- Okuma Metni -
Bana göre ise satranç sessiz bir meydan muharebesi gibidir. Yalnızca oyuncunun beyninden komuta edilen bir takım ruhunu gerektirir. Hiçbir taş başına buyruk hareket edemez; bedeli ağır olabilir! Aşağıda muharebeye hazır biçimde konuşlanmış iki takımdan kareler görüyorsunuz. Dimdik duruşlarında fırtına öncesi sessizlik ve gerginlik var.
Bilmeyenler için rehberlik hizmeti: Üstteki fotoğrafta soldan sağa doğru ilerlersek en sol köşedeki kale, yanındaki at, sağındaki fil, onun yanındaki vezir (şahtan sonra en kıymetli taş), gürül gürül sakalıyla kasılan şah ve yine sırasıyla fil, at ve kale olarak ilk sıra tamamlanıyor. İkinci sıradakiler erler ya da (sevmediğim adıyla) piyonlar.
İki er çıktı meydane, ikisi de birbirinden merdane:
Rivayet odur ki satrancı bulan bilge kişi bu oyunu ülkesinin hükümdarına öğrettiğinde hükümdar oyundan o denli mutlu olmuş ki bilgeyi ödüllendirmek için masalların malum cümlesini söylemiş: "Dile benden ne dilersen!" Bilgenin hükümdardan istediği, satranç tahtasının her karesine bir önceki karedekinin iki katı buğday tanesi koyulmasıymış. Hükümdar, bu isteği gülümseyerek karşılamış; ne varmış ki o karelere buğday yerleştirmeye. 1. kareden başlayarak 1 buğday, 2.sinde 2 buğday, 3.sünde 4 buğday, 4.sünde 8 buğday, 5.sinde 16 buğday, 6.da 32, 7.de 64, 8.'de 128 derken ilk sıra tamamlanmış. Gelgelelim sonraki karelerde rakam büyüdükçe büyümüş, iş zorlaştıkça zorlaşmış. Zira satranç tahtasında toplam 64 kare olduğundan her kareye bir öncekinin iki katı buğday tanesi koymaya ülkenin buğday stoklarının yetmeyeceği görülmüş. Bu kıssadan hükümdar nasıl bir hisse çıkarmıştır bilemiyoruz. Ama bilgenin hükümdarı fena halde mat ettiği aşikar!

- Öğeler -
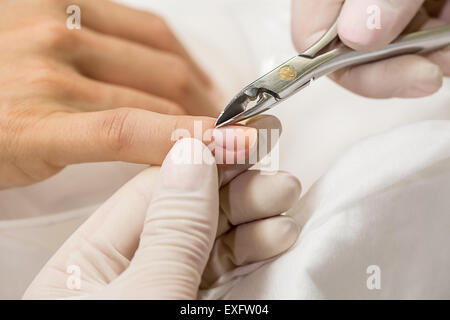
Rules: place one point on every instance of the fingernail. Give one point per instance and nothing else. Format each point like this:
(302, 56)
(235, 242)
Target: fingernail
(186, 166)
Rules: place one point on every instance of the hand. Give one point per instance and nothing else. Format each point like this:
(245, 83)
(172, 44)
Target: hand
(406, 76)
(153, 238)
(114, 90)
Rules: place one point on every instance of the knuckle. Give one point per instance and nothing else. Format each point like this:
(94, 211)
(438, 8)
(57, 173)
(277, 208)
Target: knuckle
(117, 129)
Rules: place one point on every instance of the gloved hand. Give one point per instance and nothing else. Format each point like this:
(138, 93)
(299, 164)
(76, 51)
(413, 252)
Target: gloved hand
(153, 238)
(114, 90)
(406, 76)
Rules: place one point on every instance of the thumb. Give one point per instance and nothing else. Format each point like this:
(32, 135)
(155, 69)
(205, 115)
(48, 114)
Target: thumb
(180, 227)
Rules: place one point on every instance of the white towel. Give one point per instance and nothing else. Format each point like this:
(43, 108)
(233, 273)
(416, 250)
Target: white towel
(377, 225)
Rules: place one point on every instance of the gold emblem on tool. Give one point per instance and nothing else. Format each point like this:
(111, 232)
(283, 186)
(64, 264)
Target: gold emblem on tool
(287, 73)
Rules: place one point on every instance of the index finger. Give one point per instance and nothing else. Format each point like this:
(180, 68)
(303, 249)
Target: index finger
(364, 25)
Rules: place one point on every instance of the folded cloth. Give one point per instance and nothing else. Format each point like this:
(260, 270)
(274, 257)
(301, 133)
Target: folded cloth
(376, 226)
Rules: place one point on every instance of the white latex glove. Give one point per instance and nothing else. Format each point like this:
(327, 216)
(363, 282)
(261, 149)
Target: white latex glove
(153, 238)
(406, 76)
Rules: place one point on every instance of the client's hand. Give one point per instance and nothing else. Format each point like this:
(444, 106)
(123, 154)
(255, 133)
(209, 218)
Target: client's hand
(154, 237)
(115, 89)
(368, 25)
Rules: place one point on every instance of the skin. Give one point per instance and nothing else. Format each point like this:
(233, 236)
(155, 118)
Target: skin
(113, 91)
(408, 76)
(176, 234)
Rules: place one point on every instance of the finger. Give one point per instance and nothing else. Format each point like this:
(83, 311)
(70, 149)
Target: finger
(138, 26)
(306, 31)
(406, 76)
(394, 16)
(123, 134)
(438, 8)
(439, 57)
(179, 229)
(96, 248)
(268, 130)
(91, 95)
(107, 59)
(247, 197)
(248, 243)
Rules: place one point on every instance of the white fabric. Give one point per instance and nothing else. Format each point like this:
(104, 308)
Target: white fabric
(386, 203)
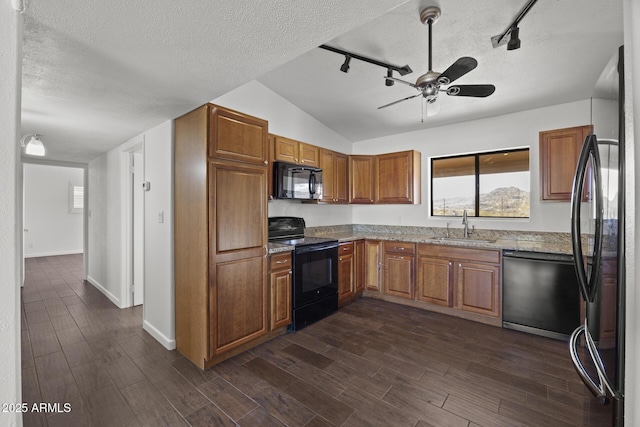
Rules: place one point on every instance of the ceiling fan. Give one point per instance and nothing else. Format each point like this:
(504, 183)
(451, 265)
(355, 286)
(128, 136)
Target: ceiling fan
(430, 83)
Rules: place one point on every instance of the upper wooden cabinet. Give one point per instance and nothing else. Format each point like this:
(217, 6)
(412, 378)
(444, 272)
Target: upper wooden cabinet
(220, 233)
(398, 177)
(237, 136)
(335, 181)
(292, 151)
(361, 179)
(559, 152)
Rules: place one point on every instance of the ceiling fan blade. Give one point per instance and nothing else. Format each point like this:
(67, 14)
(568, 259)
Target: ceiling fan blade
(478, 91)
(458, 69)
(398, 101)
(401, 81)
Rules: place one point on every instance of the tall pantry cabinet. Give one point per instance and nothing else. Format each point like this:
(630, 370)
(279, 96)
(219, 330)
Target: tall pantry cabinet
(220, 233)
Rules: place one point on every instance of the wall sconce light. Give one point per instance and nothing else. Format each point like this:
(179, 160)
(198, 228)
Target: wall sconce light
(345, 66)
(514, 41)
(34, 147)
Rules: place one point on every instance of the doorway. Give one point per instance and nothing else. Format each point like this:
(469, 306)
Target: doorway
(135, 219)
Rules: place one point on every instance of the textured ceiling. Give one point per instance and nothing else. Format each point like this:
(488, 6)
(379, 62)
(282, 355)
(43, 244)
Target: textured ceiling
(565, 47)
(97, 73)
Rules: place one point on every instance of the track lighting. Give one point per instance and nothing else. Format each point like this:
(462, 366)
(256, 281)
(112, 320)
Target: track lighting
(514, 41)
(345, 66)
(34, 147)
(512, 30)
(389, 82)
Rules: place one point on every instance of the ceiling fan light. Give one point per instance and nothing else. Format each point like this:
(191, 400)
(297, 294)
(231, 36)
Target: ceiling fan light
(514, 41)
(34, 147)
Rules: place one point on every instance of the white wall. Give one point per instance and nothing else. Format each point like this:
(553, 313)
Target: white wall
(53, 230)
(513, 130)
(288, 120)
(159, 314)
(108, 233)
(10, 203)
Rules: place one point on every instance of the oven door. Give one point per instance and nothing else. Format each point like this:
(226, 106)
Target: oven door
(315, 273)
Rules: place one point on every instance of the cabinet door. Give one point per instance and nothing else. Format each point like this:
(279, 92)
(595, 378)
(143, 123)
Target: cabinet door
(372, 265)
(327, 163)
(341, 178)
(286, 150)
(361, 179)
(238, 303)
(478, 288)
(237, 211)
(280, 298)
(309, 155)
(559, 152)
(399, 275)
(435, 281)
(346, 277)
(398, 177)
(237, 136)
(359, 261)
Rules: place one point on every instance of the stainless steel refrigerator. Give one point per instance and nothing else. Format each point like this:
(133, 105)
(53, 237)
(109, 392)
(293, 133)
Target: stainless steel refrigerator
(597, 229)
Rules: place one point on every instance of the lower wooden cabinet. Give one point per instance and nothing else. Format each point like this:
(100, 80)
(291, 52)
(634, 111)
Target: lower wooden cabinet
(435, 281)
(280, 282)
(478, 288)
(372, 269)
(399, 269)
(346, 273)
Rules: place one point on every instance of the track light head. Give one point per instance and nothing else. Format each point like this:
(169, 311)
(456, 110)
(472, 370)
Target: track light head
(345, 66)
(389, 82)
(514, 41)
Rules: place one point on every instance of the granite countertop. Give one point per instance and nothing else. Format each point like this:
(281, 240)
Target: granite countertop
(558, 243)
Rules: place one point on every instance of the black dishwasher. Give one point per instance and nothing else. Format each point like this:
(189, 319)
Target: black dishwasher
(540, 293)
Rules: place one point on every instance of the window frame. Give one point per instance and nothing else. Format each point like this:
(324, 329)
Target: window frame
(476, 156)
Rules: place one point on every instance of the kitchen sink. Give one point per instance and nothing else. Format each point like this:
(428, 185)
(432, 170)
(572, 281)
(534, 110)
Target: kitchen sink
(462, 239)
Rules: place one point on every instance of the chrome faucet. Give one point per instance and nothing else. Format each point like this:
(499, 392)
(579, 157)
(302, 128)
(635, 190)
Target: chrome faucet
(465, 222)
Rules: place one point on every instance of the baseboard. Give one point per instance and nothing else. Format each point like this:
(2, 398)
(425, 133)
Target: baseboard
(102, 289)
(57, 253)
(169, 344)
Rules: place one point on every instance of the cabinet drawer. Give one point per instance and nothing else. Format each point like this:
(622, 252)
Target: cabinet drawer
(280, 261)
(345, 248)
(400, 247)
(456, 252)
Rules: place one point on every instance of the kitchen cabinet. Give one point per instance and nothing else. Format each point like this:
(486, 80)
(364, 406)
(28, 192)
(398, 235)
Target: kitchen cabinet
(335, 180)
(434, 281)
(360, 251)
(465, 279)
(559, 152)
(372, 277)
(346, 273)
(292, 151)
(399, 266)
(361, 179)
(280, 284)
(397, 177)
(220, 233)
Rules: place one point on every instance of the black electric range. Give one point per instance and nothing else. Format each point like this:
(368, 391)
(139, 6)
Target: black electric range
(315, 270)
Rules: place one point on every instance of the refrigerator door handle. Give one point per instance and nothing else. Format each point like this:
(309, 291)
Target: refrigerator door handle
(588, 285)
(597, 390)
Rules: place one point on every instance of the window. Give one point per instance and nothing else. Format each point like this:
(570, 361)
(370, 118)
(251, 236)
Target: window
(76, 198)
(494, 184)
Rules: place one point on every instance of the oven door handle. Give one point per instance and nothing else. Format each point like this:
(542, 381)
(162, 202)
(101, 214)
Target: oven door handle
(314, 248)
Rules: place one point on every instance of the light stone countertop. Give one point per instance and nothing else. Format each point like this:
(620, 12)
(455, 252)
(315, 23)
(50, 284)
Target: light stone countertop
(557, 243)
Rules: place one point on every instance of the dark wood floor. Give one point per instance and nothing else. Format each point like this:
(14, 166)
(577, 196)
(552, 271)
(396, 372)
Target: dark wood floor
(371, 364)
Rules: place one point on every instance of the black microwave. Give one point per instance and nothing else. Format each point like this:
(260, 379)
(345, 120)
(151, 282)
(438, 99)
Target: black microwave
(291, 181)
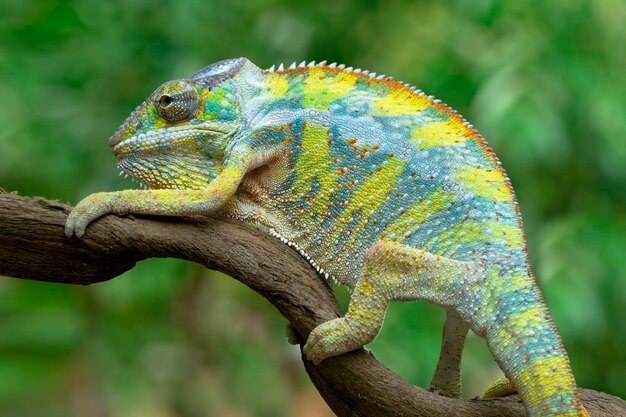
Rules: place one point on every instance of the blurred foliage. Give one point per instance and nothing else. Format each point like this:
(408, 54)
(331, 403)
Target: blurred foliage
(543, 82)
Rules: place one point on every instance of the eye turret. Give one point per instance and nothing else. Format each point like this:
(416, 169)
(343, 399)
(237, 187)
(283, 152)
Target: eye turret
(176, 101)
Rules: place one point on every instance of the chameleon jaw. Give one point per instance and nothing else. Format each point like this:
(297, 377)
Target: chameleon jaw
(170, 137)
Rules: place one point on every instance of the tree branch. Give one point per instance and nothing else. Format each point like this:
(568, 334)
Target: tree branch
(32, 246)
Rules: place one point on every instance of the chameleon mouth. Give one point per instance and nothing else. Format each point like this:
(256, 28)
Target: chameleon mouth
(163, 139)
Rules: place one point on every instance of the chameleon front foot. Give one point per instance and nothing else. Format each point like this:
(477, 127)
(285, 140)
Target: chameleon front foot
(330, 339)
(86, 211)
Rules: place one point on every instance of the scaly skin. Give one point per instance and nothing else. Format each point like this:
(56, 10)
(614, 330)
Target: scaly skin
(380, 187)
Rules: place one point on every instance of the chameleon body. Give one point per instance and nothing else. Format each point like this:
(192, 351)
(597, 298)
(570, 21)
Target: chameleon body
(384, 189)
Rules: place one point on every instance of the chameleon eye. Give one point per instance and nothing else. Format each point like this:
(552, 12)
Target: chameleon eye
(176, 101)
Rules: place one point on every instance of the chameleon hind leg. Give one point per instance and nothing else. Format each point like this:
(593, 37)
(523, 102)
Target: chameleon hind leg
(447, 378)
(391, 271)
(522, 338)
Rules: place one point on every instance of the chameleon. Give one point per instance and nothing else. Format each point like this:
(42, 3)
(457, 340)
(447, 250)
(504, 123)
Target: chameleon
(382, 188)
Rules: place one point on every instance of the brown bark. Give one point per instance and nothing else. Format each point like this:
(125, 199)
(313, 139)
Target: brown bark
(32, 246)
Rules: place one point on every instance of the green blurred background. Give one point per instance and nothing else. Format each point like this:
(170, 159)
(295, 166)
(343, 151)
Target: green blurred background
(543, 81)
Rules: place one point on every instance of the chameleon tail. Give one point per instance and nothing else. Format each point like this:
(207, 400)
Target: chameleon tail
(525, 343)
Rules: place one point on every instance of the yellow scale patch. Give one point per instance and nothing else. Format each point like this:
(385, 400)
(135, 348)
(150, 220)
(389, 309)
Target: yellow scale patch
(277, 85)
(489, 184)
(439, 134)
(400, 102)
(314, 162)
(469, 231)
(548, 372)
(320, 90)
(368, 197)
(411, 220)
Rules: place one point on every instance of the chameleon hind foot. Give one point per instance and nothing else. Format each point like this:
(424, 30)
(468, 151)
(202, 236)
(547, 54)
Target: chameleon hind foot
(499, 388)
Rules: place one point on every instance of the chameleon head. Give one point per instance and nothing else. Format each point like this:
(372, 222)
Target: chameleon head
(177, 137)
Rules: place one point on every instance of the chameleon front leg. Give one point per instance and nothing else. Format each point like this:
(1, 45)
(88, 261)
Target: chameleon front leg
(360, 325)
(447, 378)
(164, 202)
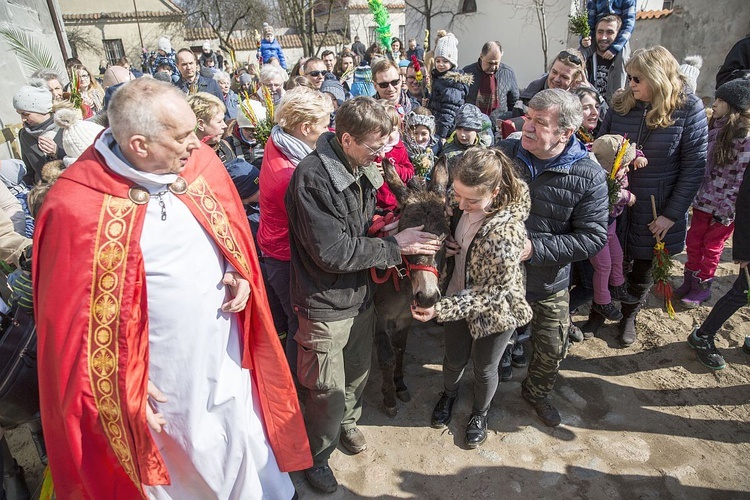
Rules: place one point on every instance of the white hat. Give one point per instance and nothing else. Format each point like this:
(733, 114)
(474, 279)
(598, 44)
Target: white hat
(78, 134)
(260, 113)
(165, 45)
(691, 68)
(447, 47)
(33, 100)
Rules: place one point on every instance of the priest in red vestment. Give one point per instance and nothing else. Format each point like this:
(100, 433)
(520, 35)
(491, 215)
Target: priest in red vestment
(161, 374)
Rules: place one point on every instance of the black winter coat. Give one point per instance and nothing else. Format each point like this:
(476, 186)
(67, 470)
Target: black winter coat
(569, 214)
(741, 240)
(449, 91)
(329, 212)
(676, 165)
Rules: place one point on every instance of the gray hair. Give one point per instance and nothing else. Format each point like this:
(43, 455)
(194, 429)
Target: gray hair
(567, 105)
(269, 71)
(135, 108)
(222, 76)
(46, 74)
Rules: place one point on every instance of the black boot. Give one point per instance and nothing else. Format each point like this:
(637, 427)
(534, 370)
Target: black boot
(627, 324)
(443, 412)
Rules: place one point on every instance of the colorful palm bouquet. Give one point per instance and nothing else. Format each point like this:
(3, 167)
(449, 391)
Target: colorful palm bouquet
(662, 269)
(264, 125)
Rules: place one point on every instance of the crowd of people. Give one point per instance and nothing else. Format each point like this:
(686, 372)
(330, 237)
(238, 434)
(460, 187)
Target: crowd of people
(201, 256)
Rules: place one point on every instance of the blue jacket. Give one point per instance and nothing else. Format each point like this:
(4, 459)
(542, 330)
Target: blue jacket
(569, 213)
(676, 165)
(449, 92)
(623, 8)
(272, 49)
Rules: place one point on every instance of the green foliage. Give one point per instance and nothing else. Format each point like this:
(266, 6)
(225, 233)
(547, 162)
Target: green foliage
(383, 31)
(579, 24)
(32, 53)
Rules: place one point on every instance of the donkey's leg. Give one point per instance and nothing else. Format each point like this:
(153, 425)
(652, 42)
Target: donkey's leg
(398, 340)
(386, 361)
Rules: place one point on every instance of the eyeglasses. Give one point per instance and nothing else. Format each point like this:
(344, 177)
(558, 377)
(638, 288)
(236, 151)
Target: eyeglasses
(374, 152)
(570, 57)
(394, 83)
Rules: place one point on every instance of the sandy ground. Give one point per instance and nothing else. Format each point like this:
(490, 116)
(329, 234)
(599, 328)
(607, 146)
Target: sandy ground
(648, 421)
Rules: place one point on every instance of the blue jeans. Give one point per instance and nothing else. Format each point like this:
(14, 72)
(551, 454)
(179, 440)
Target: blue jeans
(278, 274)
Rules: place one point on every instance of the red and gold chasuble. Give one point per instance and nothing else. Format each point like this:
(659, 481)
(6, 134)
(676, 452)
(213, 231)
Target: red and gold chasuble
(91, 313)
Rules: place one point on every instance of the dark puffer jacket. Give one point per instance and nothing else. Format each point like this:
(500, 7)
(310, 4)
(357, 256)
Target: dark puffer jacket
(569, 214)
(449, 91)
(329, 211)
(676, 165)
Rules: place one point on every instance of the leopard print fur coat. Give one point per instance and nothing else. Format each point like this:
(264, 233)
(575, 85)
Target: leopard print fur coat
(495, 296)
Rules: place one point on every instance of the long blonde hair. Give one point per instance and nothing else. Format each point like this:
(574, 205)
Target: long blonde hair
(660, 71)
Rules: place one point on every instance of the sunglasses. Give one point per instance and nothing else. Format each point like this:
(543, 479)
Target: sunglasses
(384, 85)
(374, 152)
(570, 57)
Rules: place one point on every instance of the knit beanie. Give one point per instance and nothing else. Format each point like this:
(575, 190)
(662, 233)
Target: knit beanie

- Yönergeler -
(A) Satranç metnine göre bilge, hükümdardan ödül olarak ne istemiştir?
(B) Aşağıdaki ifadelerin satranç metniyle uyuşup uyuşmadığını lütfen belirtin; her biri için evet ya da hayır deyip metindeki belirleyici sözleri aynen alıntılayın.
(i) Satranç tahtasında toplam 64 kare vardır.
(ii) Vezir, şahtan sonra en kıymetli taştır.
(iii) Hükümdar, bilgenin isteğini öfkeyle karşılamıştır.
(C) Satranç metnini son cümlesinden sonra gelecek biçimde sürdürün.

- Cevap Anahtarı -
(A) Satranç tahtasının her karesine bir önceki karedekinin iki katı buğday tanesi koyulmasını istemiştir.

(B)
(i) Evet: "satranç tahtasında toplam 64 kare olduğundan"
(ii) Evet: "vezir (şahtan sonra en kıymetli taş)"
(iii) Hayır: "Hükümdar, bu isteği gülümseyerek karşılamış"

(C)
Söylenceden konu açılmışken yukarıda fotoğraflarını paylaştığım satranç takımı lületaşından yapılmıştır ve onun efsanesini de paylaşmamak olmaz: Çobanın biri koyunlarını otlamaya bırakmış dinlenirken yanında ansızın akça pakça, ahu gibi bir kız belirivermiş. Genç adam vurulmuş kıza, tam elini uzatıp dokunacakken kız toprağın altına girip kaybolmuş. Çoban, kıza ulaşma umuduyla toprağı hırsla deşmiş, deşmiş, deşmiş. Deştikçe kızın beyazlığında taşlar çıkmış yerden. Çobanın gözü taş mı görür kara sevdadan; günlerce toprak altında aramış kızı fakat bulamamış ve kıza kavuşamadan yerin metrelerce derinliğinde hayatını kaybetmiş. İşte o sevdalı çobanın çıkarttıkları, bugün lületaşı dediğimiz o bembeyaz taşlarmış.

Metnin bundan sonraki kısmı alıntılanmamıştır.